## Direction
Copy the following records word for word, beginning at the line that contains "Where can the red" and stopping after the line that contains "<point>140,251</point>".

## Listing
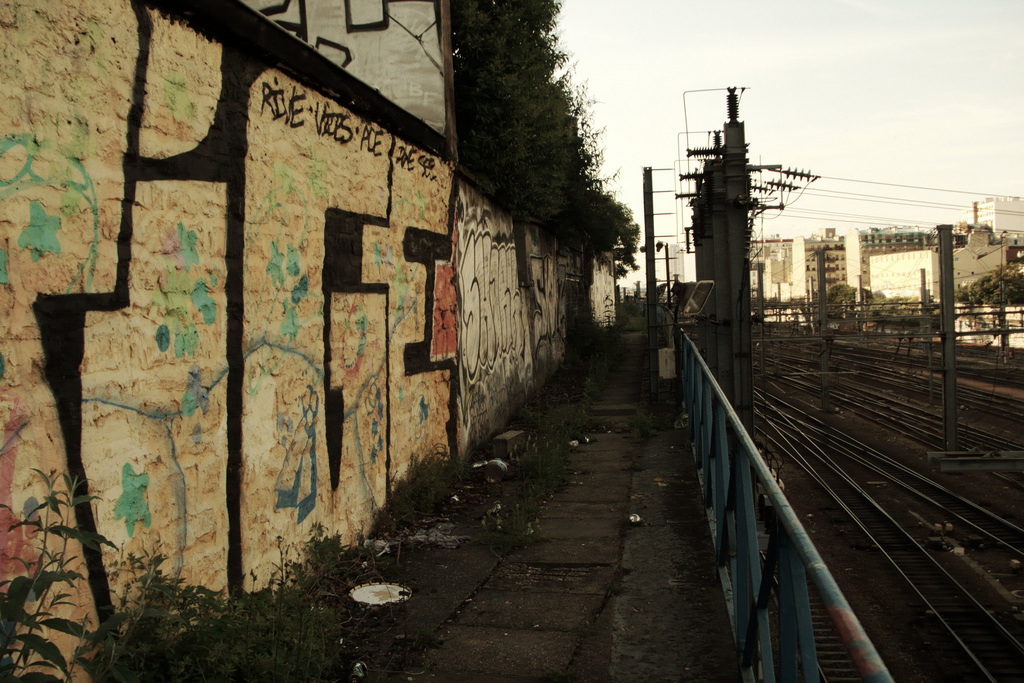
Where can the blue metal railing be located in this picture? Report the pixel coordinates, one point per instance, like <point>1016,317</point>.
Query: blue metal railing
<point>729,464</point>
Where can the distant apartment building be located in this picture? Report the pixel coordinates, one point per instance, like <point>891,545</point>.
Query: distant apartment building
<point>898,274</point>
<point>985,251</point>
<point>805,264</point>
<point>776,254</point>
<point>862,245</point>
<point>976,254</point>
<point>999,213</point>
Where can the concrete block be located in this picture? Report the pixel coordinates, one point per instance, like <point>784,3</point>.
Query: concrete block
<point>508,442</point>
==
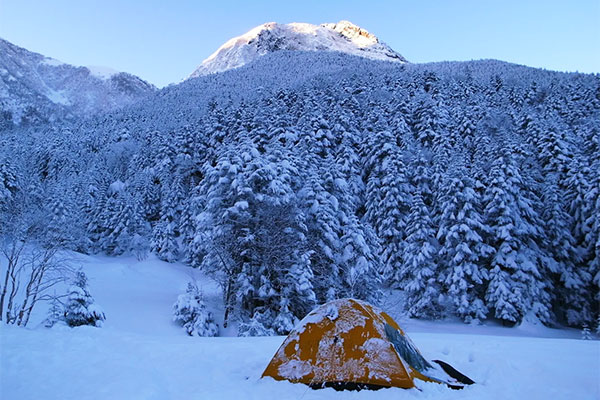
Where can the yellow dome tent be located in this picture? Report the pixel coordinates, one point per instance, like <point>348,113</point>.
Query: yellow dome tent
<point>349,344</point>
...
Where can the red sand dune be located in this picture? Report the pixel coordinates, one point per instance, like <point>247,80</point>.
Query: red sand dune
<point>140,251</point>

## Answer to this task
Where can the red sand dune be located in this picture? Report the pixel coordinates, one point per instance, like <point>247,80</point>.
Query: red sand dune
<point>140,251</point>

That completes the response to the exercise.